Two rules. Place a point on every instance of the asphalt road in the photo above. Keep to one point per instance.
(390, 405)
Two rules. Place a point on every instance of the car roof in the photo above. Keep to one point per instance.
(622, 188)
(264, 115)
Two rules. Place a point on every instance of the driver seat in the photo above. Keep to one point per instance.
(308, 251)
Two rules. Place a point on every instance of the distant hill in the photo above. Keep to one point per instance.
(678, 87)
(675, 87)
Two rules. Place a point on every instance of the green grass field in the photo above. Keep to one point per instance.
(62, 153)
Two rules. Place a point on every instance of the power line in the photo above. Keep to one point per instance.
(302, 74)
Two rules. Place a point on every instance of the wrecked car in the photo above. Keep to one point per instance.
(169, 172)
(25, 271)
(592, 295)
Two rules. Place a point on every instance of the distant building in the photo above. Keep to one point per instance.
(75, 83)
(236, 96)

**Exercise brief**
Reproduce the listing above, changing each "point" to "marker" and leaving every other word and line as it is.

**In response**
Two rules. Place a marker on every instance of the asphalt road in the photo above. Keep to one marker per instance.
(390, 405)
Two rules. Place a marker on every instance of the car roof in the photo above. Keep to one marker per instance.
(622, 188)
(264, 115)
Two rules. Place a marker on every instance of the driver seat in the photo above. Keep to one marker per instance.
(308, 251)
Two rules. Place a marker on every instance of the distant hill in the photo above. Keep to one marker per instance.
(678, 87)
(675, 87)
Two rules. Place a marker on every instance of the green grass field in the photo above. Keep to one marker per instance.
(62, 153)
Two rules. Place a marker on every instance of the power line in the photo above. Keep to one marker per instance.
(302, 74)
Two rules. Place a marker on every instance of the wrecked car in the photo above. Keep to one marker per instance.
(169, 172)
(25, 271)
(592, 295)
Two rules. Place a marker on every instance of the distant building in the photo above. Keep to one marker per instance.
(75, 83)
(236, 96)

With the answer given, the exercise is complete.